◆ What is required ◆
Extract the entries from the line containing "Question. Indicate a single point on every instance of the nose" through the line containing "pixel 619 321", both included, and reproduce those lines exactly. Leave the pictures out of your answer.

◆ Task data ◆
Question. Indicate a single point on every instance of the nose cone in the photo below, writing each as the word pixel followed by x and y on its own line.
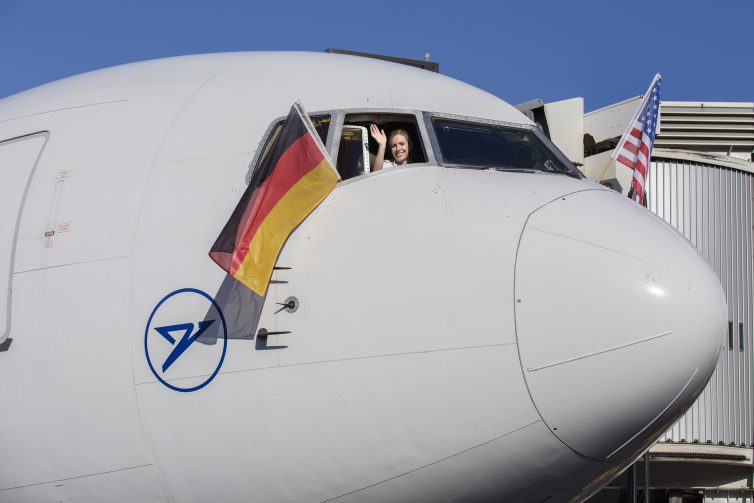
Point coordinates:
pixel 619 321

==

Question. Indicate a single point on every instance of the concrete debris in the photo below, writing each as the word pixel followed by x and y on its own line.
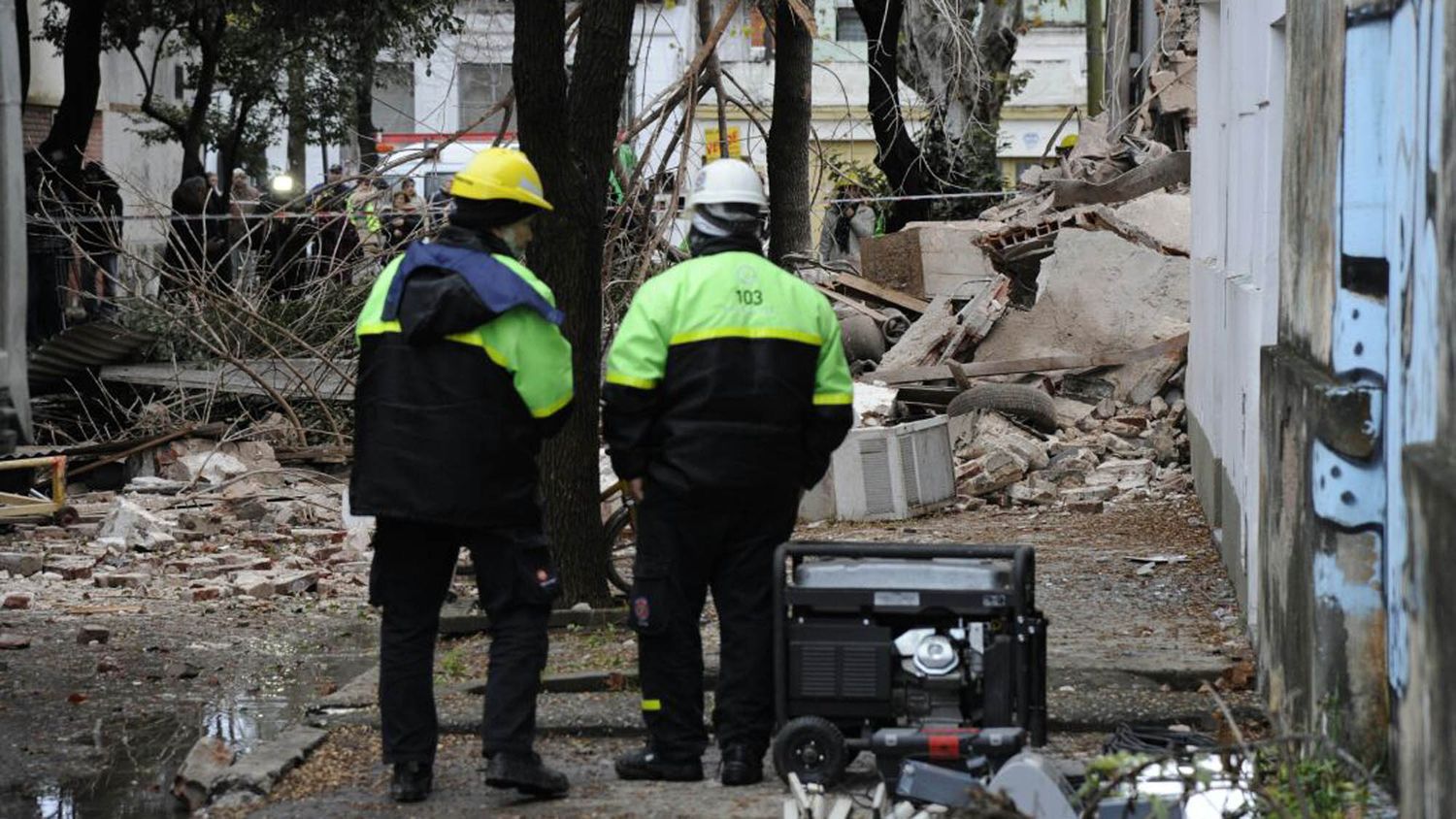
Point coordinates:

◆ Response ◆
Question. Indicate a single point on every instance of the nose cone in the photo below, writing each as the word pixel followed by x and y on its own line.
Point coordinates:
pixel 619 321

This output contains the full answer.